*Tasks*
• 1. Answer these questions using the Watergate page below.
(a) In what year did President Richard M. Nixon resign?
(b) What does the Watergate page call Sam Ervin?
(c) On what date did Sam Ervin die?
• 2. From the Watergate page below, write out the passage starting at "16. The End" up to and including "1895-April 23, 1985).".
• 3. Write what comes next in the Watergate page below, starting right after its final sentence.

*Document passage*

= Beginning of Section =

The Watergate Conspiracy

The story of the Watergate political break-in. And the devastating result that led to the resignation of President Richard M. Nixon in 1974. And beyond.


16. The End of the Presidency-Epilogue 3


Quote: "I used to think that The Civil War was America's greatest tragedy; but I do remember that there were some redeeming features to the Civil that there was some spirit of sacrifice and heroism displayed on both sides. I see no redeeming features in Watergate", unquote, -American politician Sam Ervin-(September 27, 1895-April 23, 1985).

= End of Section =

[Stored data entries]

= Beginning of Section =

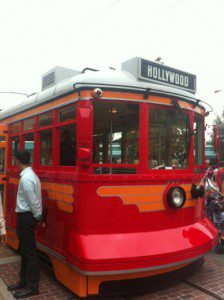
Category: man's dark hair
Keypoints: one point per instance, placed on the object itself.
(23, 157)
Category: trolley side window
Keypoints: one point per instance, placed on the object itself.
(115, 133)
(46, 148)
(68, 145)
(67, 135)
(15, 148)
(29, 145)
(168, 139)
(198, 140)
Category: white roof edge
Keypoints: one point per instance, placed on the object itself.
(107, 78)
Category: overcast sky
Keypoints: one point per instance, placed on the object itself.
(37, 35)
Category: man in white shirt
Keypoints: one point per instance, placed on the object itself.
(29, 211)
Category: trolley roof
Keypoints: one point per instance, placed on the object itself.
(106, 80)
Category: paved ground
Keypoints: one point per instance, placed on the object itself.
(209, 279)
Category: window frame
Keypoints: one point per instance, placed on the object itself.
(127, 166)
(190, 155)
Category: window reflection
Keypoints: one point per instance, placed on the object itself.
(169, 139)
(68, 145)
(29, 145)
(198, 134)
(46, 148)
(115, 133)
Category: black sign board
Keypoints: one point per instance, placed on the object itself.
(158, 73)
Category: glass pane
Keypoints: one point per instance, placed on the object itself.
(2, 160)
(2, 189)
(198, 136)
(15, 148)
(115, 133)
(15, 128)
(45, 120)
(46, 148)
(29, 145)
(169, 139)
(102, 170)
(28, 124)
(68, 145)
(67, 114)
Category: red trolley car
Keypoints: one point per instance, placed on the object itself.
(117, 153)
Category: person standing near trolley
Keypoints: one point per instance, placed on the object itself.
(29, 211)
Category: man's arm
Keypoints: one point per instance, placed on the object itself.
(32, 199)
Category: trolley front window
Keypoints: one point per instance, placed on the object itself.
(116, 133)
(169, 139)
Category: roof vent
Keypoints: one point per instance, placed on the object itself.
(56, 75)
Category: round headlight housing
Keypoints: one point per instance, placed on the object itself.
(176, 197)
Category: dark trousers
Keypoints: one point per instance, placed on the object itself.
(29, 269)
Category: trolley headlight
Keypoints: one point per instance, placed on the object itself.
(176, 197)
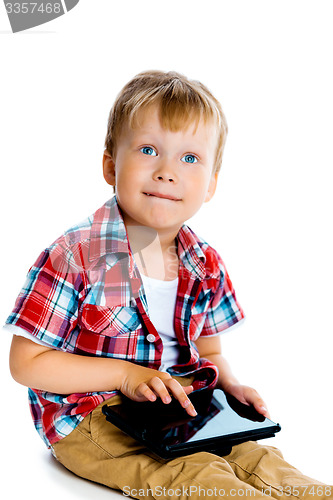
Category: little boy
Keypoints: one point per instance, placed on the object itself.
(131, 302)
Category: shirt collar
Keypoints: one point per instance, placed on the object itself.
(108, 235)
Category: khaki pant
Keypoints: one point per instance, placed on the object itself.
(99, 451)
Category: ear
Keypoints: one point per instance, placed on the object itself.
(211, 187)
(109, 172)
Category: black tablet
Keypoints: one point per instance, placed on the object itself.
(168, 431)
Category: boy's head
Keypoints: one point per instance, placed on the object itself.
(180, 102)
(163, 149)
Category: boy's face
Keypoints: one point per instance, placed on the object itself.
(161, 177)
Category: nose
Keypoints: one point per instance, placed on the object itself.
(165, 172)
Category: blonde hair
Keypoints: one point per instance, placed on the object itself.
(181, 101)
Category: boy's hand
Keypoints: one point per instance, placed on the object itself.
(141, 384)
(248, 396)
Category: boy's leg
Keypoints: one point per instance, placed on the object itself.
(264, 468)
(99, 451)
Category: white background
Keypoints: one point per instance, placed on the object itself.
(270, 64)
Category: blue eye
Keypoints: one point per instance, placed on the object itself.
(147, 150)
(189, 159)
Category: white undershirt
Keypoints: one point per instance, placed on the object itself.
(161, 298)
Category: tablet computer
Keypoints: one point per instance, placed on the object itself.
(168, 431)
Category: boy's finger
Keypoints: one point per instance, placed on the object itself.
(179, 393)
(159, 388)
(144, 391)
(260, 406)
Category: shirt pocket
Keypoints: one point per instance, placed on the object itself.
(108, 331)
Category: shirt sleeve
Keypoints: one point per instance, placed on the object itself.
(224, 310)
(47, 305)
(16, 330)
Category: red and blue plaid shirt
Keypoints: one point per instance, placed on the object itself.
(84, 295)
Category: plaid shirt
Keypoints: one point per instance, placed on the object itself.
(84, 295)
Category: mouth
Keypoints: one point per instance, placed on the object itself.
(163, 196)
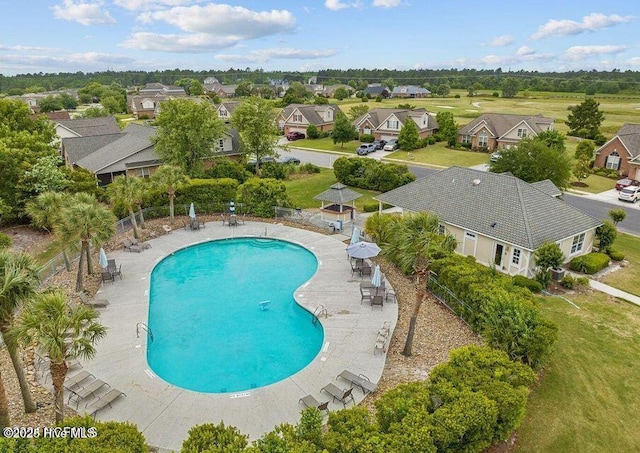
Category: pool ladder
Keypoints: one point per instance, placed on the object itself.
(319, 311)
(145, 328)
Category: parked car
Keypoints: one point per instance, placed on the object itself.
(366, 148)
(622, 183)
(295, 136)
(629, 193)
(289, 160)
(391, 145)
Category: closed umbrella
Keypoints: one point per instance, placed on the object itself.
(363, 249)
(377, 276)
(104, 262)
(355, 235)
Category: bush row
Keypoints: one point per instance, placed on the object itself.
(371, 174)
(506, 315)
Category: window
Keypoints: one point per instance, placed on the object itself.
(613, 161)
(515, 259)
(578, 243)
(483, 140)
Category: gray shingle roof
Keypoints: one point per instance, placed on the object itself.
(92, 126)
(338, 193)
(494, 205)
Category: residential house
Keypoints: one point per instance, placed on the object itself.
(409, 91)
(386, 123)
(497, 218)
(297, 117)
(622, 152)
(496, 130)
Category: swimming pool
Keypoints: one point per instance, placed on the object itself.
(223, 317)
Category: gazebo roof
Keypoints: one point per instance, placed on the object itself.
(338, 193)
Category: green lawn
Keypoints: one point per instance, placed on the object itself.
(628, 278)
(589, 394)
(302, 190)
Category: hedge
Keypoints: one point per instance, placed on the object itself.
(590, 263)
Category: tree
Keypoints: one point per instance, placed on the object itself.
(255, 121)
(357, 111)
(85, 220)
(18, 283)
(532, 160)
(188, 132)
(617, 215)
(123, 191)
(343, 130)
(61, 332)
(585, 119)
(510, 87)
(447, 128)
(443, 90)
(409, 136)
(169, 178)
(415, 242)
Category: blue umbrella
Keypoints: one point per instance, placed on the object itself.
(377, 277)
(104, 262)
(355, 235)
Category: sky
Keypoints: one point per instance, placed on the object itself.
(298, 35)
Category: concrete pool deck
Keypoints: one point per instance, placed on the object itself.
(164, 413)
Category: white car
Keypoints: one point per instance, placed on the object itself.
(630, 193)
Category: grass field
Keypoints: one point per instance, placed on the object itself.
(628, 278)
(589, 395)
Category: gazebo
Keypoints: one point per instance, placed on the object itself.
(334, 204)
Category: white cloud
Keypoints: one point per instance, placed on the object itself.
(209, 27)
(565, 27)
(583, 52)
(83, 12)
(501, 41)
(386, 3)
(264, 55)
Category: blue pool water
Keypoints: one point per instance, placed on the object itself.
(209, 331)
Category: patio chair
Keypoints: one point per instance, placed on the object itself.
(360, 380)
(339, 394)
(104, 400)
(95, 303)
(310, 401)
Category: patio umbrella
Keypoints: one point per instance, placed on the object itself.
(377, 276)
(104, 262)
(363, 249)
(355, 235)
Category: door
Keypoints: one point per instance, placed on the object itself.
(497, 259)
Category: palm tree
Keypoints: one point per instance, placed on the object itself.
(122, 190)
(61, 332)
(84, 219)
(44, 211)
(415, 242)
(18, 283)
(169, 178)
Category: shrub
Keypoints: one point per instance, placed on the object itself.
(5, 241)
(589, 264)
(615, 255)
(530, 284)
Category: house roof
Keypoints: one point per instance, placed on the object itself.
(629, 135)
(338, 193)
(499, 124)
(91, 126)
(494, 205)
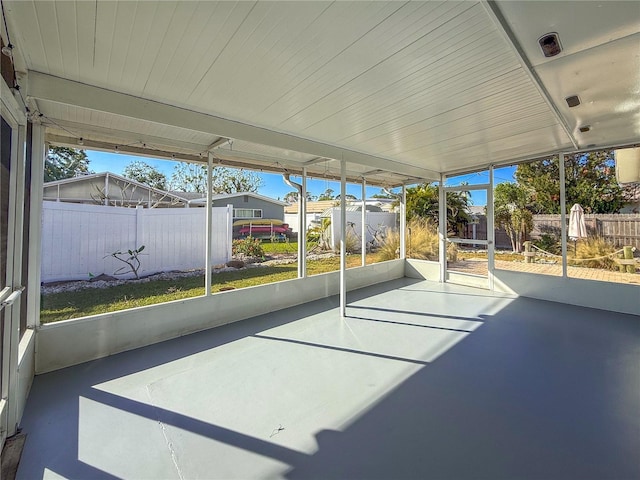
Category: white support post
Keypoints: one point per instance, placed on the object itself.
(106, 190)
(491, 232)
(208, 223)
(302, 228)
(442, 228)
(14, 265)
(363, 227)
(38, 154)
(403, 223)
(563, 214)
(343, 239)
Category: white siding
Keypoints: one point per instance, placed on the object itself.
(78, 239)
(374, 222)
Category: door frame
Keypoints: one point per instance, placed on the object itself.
(489, 242)
(12, 288)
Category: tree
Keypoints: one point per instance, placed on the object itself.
(232, 180)
(382, 194)
(146, 174)
(422, 202)
(326, 195)
(590, 180)
(63, 162)
(291, 197)
(188, 177)
(512, 212)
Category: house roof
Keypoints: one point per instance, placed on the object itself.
(97, 176)
(223, 196)
(401, 91)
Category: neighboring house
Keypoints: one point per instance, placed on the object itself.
(246, 205)
(108, 188)
(373, 205)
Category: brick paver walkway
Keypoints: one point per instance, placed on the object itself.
(479, 267)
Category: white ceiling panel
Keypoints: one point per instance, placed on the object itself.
(422, 87)
(590, 75)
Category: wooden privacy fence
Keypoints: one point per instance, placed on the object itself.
(620, 229)
(77, 239)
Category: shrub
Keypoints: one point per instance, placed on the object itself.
(592, 252)
(389, 248)
(548, 243)
(249, 247)
(422, 241)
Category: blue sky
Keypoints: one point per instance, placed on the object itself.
(275, 187)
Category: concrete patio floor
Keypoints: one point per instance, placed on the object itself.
(479, 267)
(422, 380)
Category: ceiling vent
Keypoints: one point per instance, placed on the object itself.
(550, 44)
(628, 165)
(572, 101)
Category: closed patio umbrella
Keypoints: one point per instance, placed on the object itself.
(577, 227)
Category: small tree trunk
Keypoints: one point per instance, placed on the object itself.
(628, 255)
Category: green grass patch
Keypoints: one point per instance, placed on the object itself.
(279, 247)
(95, 301)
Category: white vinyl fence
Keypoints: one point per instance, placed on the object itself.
(77, 240)
(375, 223)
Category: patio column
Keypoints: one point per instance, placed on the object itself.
(343, 239)
(491, 232)
(208, 223)
(403, 222)
(563, 214)
(363, 227)
(442, 228)
(302, 228)
(39, 152)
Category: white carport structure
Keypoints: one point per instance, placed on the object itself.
(389, 93)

= End of Section =

*Answers for this exercise*
• 1.
(a) 1974
(b) An American politician
(c) April 23, 1985

• 2.
16. The End of the Presidency-Epilogue 3


Quote: "I used to think that The Civil War was America's greatest tragedy; but I do remember that there were some redeeming features to the Civil that there was some spirit of sacrifice and heroism displayed on both sides. I see no redeeming features in Watergate", unquote, -American politician Sam Ervin-(September 27, 1895-April 23, 1985).

• 3.
May 17, 1973 

Sam Ervin chaired the meeting as Howard Baker spoke. "What did the President know...and when did he know it?", he asked. John Dean shook his head. He sat in his seat, and spoke into the microphone. "There was a cancer in the White House. I didn't know about the bugging, and the listening devices; I did my job for the President", he answered. Baker, (November 15, 1925 – June 26, 2014), was a native of Tennessee. He was the Senate Majority Leader. His first taste of politics in the early nineteen sixty-four when he defeated Democrat Congressman, Ross Bass, (March 17, 1918 – January 1, 1993). Then he lost to Hugh Scott, (November 11, 1900 – July 21, 1994). Baker was asked to work for President Nixon as part of the United States Supreme Court. But the job went to William Rehnquist, (October 1, 1924 – September 3, 2005). From 1973 to 1974, America was entranced by the televised hearings. The corruption of political power that stemmed from the bugs in the Oval Office, and in the end, President Richard Milhous Nixon's lawyer J. Fred Buzhart, (February 21, 1924 – December 16, 1978), inadvertently said there was a link to the tapes and the White House. In the end, the news cast a dark shadow over Washington, DC; by December of 1973, the President's political career was nearly coming to an end.